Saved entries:
/---

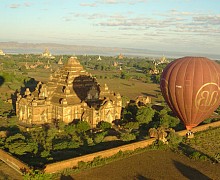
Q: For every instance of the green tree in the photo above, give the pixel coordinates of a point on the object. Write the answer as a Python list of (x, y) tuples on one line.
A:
[(131, 125), (145, 114), (19, 144), (104, 125), (127, 137)]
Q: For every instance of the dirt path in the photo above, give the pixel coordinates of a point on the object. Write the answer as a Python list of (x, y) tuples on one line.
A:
[(153, 165), (7, 173)]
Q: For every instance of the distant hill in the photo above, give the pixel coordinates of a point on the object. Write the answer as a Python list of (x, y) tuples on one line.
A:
[(56, 49)]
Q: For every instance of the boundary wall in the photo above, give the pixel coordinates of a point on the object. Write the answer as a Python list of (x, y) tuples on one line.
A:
[(13, 162), (70, 163), (21, 167)]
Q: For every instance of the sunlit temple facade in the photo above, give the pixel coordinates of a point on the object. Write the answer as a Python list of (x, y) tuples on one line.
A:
[(70, 94)]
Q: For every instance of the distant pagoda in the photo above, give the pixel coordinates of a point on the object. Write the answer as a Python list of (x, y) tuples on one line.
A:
[(1, 53)]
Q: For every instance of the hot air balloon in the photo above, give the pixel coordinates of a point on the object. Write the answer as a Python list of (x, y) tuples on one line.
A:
[(191, 88)]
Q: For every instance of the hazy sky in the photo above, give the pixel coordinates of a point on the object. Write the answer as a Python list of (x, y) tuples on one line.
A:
[(167, 25)]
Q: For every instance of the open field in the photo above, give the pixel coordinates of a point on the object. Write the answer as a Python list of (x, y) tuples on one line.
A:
[(131, 88), (153, 165), (207, 142), (8, 173), (171, 165)]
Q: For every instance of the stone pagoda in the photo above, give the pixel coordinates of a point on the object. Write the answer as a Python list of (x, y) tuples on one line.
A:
[(70, 94)]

\---

- **Exercise directions**: Going through the data above, return each line with the word "distant".

- **Problem solution**:
Q: For every instance of the distant hill in the photo above, give the pixel coordinates of a point on the object. Write the answer as a Python list of (x, y) tuples on one line.
Q: For every instance of the distant pagoda in the photo above, give the pixel coordinates of a point on the object. Write the answer as a Python list of (x, y) tuples on one line.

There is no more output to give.